Un argument en faveur de l’importance du dogme dans nos croyances est que cela permet de maintenir une cohérence et une continuité dans les enseignements et les pratiques de la religion ou de la croyance en question. Le dogme fournit des normes et des valeurs communes qui sont considérées comme véritables et importantes par la communauté croyante, et qui peuvent être utilisées pour guider les actions et les décisions individuelles. De cette façon, le dogme peut contribuer à la solidarité et à la cohésion de la communauté croyante, en fournissant un socle commun sur lequel tous les membres peuvent s’appuyer.

Un autre argument en faveur du dogme est qu’il peut être utile pour protéger les croyances fondamentales de la religion ou de la croyance en question contre les critiques ou les déviations. Le dogme peut fournir une base solide et universelle sur laquelle reposent les croyances, ce qui peut empêcher les individus ou les groupes de remettre en question ou de rejeter ces croyances. De cette façon, le dogme peut être considéré comme une sorte de bouclier qui protège les croyances fondamentales contre les attaques externes.

DONNÉES:
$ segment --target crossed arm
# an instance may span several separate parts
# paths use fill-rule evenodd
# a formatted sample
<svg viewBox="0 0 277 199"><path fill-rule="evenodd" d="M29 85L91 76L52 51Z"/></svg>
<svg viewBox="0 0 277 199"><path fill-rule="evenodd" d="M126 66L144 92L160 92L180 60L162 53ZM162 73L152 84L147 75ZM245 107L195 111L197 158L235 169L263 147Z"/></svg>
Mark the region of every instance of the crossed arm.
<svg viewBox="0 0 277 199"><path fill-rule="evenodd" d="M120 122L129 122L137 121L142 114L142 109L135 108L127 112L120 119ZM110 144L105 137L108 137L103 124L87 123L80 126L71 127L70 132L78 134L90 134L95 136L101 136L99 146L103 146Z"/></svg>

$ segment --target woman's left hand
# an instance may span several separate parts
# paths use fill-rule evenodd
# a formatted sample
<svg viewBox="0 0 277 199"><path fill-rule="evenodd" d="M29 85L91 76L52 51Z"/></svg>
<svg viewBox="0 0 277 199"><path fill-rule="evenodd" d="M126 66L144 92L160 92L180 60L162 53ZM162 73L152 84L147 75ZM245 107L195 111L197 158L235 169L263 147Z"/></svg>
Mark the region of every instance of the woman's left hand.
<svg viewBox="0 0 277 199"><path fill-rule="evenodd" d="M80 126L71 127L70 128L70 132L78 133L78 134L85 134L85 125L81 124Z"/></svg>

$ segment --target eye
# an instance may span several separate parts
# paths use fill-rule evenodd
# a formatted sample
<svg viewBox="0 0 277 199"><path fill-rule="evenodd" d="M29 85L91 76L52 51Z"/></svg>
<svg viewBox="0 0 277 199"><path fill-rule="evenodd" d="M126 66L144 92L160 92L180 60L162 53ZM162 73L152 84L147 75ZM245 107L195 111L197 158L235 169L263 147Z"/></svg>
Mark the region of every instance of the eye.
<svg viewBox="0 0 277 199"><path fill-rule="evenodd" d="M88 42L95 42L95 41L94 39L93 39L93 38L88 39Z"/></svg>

CONSIGNE:
Reproduisez le passage de l'extrait sur le dogme qui commence par « Un argument en » et se poursuit jusqu'à « membres peuvent s’appuyer. ».

RÉPONSE FINALE:
Un argument en faveur de l’importance du dogme dans nos croyances est que cela permet de maintenir une cohérence et une continuité dans les enseignements et les pratiques de la religion ou de la croyance en question. Le dogme fournit des normes et des valeurs communes qui sont considérées comme véritables et importantes par la communauté croyante, et qui peuvent être utilisées pour guider les actions et les décisions individuelles. De cette façon, le dogme peut contribuer à la solidarité et à la cohésion de la communauté croyante, en fournissant un socle commun sur lequel tous les membres peuvent s’appuyer.